Top of Data excerpts
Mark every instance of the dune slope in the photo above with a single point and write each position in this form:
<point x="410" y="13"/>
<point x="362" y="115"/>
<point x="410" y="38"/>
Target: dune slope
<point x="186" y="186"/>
Bottom of Data excerpts
## Activity:
Give every record again, exactly as it reads.

## Task solution:
Mark every instance of the dune slope in the photo above with a single point and write each position in this form:
<point x="410" y="13"/>
<point x="362" y="115"/>
<point x="410" y="38"/>
Target: dune slope
<point x="186" y="186"/>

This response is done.